* **The task**:
Rewrite the lines below as a numbered list, dropping any blank lines, covering everything from the line containing "point: cardboard box" down to the last line of the entries.
++++++++++
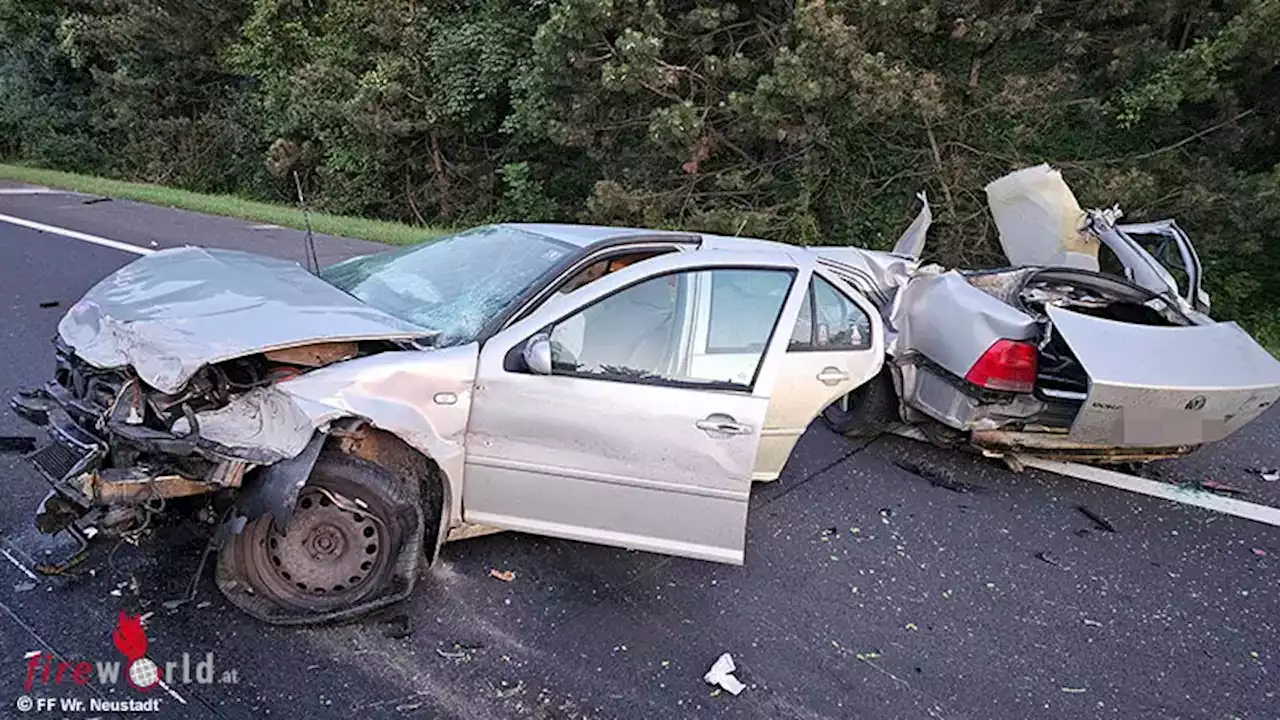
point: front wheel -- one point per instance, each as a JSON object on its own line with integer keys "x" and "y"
{"x": 338, "y": 550}
{"x": 867, "y": 411}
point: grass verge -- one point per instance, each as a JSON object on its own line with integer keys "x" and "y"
{"x": 227, "y": 205}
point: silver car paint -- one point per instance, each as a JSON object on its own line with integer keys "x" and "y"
{"x": 421, "y": 396}
{"x": 617, "y": 463}
{"x": 952, "y": 323}
{"x": 173, "y": 311}
{"x": 1193, "y": 384}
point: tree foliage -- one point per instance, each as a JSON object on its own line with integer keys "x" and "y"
{"x": 808, "y": 121}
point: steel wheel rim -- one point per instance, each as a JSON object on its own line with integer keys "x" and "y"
{"x": 332, "y": 555}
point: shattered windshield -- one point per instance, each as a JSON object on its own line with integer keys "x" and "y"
{"x": 455, "y": 285}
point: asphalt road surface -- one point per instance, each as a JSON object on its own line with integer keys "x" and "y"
{"x": 959, "y": 591}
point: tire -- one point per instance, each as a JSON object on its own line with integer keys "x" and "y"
{"x": 867, "y": 411}
{"x": 339, "y": 547}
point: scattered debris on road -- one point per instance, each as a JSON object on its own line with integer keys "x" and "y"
{"x": 17, "y": 443}
{"x": 1051, "y": 559}
{"x": 722, "y": 674}
{"x": 1266, "y": 474}
{"x": 1214, "y": 486}
{"x": 937, "y": 478}
{"x": 1098, "y": 520}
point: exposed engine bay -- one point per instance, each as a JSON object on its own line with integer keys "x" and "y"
{"x": 140, "y": 447}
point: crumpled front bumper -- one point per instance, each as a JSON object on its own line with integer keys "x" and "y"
{"x": 73, "y": 460}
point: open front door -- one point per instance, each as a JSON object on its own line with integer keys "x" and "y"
{"x": 632, "y": 438}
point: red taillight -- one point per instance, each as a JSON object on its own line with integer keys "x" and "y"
{"x": 1005, "y": 365}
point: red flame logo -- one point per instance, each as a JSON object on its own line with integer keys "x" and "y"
{"x": 129, "y": 637}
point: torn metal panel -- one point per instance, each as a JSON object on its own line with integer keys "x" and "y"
{"x": 173, "y": 311}
{"x": 136, "y": 486}
{"x": 315, "y": 355}
{"x": 1040, "y": 220}
{"x": 952, "y": 323}
{"x": 274, "y": 490}
{"x": 940, "y": 397}
{"x": 263, "y": 425}
{"x": 1166, "y": 386}
{"x": 912, "y": 241}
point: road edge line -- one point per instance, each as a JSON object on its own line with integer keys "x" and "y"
{"x": 76, "y": 235}
{"x": 1265, "y": 514}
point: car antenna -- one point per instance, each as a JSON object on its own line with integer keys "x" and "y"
{"x": 310, "y": 247}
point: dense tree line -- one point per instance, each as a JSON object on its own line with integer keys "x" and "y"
{"x": 796, "y": 119}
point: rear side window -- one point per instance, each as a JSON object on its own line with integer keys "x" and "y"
{"x": 744, "y": 306}
{"x": 830, "y": 322}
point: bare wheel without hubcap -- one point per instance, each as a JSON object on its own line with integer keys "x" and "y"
{"x": 337, "y": 548}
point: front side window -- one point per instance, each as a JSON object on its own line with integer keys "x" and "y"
{"x": 830, "y": 320}
{"x": 455, "y": 285}
{"x": 644, "y": 332}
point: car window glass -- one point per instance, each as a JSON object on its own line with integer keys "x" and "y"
{"x": 643, "y": 333}
{"x": 830, "y": 320}
{"x": 801, "y": 337}
{"x": 744, "y": 306}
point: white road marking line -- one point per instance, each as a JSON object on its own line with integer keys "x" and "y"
{"x": 18, "y": 565}
{"x": 173, "y": 692}
{"x": 1120, "y": 481}
{"x": 76, "y": 235}
{"x": 1132, "y": 483}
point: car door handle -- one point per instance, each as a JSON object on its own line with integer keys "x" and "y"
{"x": 832, "y": 376}
{"x": 723, "y": 424}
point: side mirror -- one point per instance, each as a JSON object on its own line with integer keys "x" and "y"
{"x": 538, "y": 355}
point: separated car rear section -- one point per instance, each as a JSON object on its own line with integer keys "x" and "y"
{"x": 1072, "y": 363}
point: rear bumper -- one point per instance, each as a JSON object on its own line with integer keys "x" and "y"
{"x": 1165, "y": 386}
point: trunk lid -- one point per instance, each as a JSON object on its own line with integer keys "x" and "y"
{"x": 170, "y": 313}
{"x": 1166, "y": 386}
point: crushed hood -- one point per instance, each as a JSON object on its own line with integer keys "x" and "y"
{"x": 173, "y": 311}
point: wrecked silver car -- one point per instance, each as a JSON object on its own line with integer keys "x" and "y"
{"x": 604, "y": 384}
{"x": 1087, "y": 349}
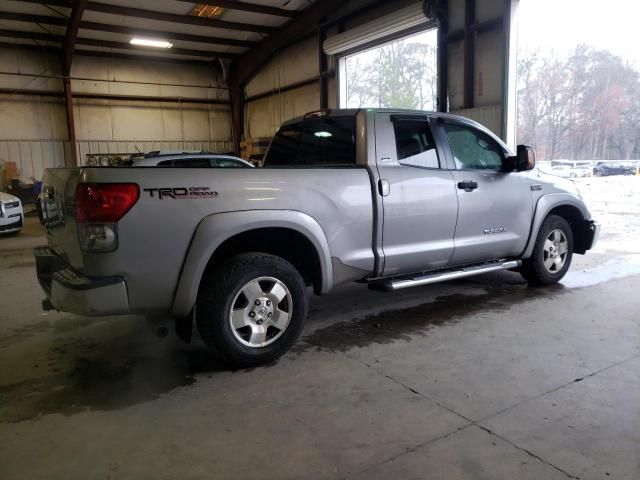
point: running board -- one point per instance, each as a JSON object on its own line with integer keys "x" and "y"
{"x": 399, "y": 283}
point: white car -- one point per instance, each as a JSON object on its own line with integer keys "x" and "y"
{"x": 186, "y": 160}
{"x": 11, "y": 213}
{"x": 581, "y": 171}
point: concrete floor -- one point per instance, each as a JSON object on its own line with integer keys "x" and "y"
{"x": 482, "y": 379}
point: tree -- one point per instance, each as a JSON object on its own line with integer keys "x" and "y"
{"x": 584, "y": 106}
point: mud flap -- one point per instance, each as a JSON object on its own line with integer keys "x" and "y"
{"x": 184, "y": 327}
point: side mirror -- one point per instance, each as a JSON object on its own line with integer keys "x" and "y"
{"x": 525, "y": 158}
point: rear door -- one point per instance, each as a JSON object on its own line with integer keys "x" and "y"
{"x": 495, "y": 207}
{"x": 420, "y": 204}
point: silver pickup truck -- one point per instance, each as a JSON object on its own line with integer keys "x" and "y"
{"x": 391, "y": 198}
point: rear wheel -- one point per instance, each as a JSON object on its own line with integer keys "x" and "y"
{"x": 251, "y": 309}
{"x": 552, "y": 253}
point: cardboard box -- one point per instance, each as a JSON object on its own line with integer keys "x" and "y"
{"x": 10, "y": 171}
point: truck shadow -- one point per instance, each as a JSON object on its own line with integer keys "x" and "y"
{"x": 104, "y": 366}
{"x": 395, "y": 325}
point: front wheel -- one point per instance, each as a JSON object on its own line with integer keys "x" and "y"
{"x": 552, "y": 253}
{"x": 251, "y": 309}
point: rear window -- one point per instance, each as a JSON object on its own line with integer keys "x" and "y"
{"x": 317, "y": 142}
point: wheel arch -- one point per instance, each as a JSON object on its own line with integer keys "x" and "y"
{"x": 295, "y": 236}
{"x": 567, "y": 206}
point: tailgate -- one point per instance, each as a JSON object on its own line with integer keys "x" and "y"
{"x": 57, "y": 201}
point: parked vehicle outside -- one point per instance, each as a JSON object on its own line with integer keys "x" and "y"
++++++++++
* **Written solution**:
1. point: cardboard box -- one point per instance, each as a JSON object on its own line with integer keys "x" and "y"
2. {"x": 10, "y": 171}
3. point: truck shadow -- one point per instance, each as a JSON object on its own line with integer keys "x" and "y"
4. {"x": 104, "y": 366}
5. {"x": 395, "y": 325}
6. point: front wheel -- one point per instance, each as a JSON object on its own line with integer keys "x" and "y"
7. {"x": 552, "y": 253}
8. {"x": 251, "y": 309}
9. point: rear window -- one point per instance, each as a JSON object on its own line with integer keys "x" and "y"
10. {"x": 317, "y": 142}
11. point: wheel arch -- one point per instance, each as a JSON object on its own line with integer keys "x" and "y"
12. {"x": 295, "y": 236}
13. {"x": 567, "y": 206}
14. point: tailgate -- one point per instance, each as a JSON object on its own line with integer keys "x" and "y"
15. {"x": 57, "y": 201}
16. point: parked vehicle outside -- one point per instance, each as a JSON object on its own line with integer keys "x" and "y"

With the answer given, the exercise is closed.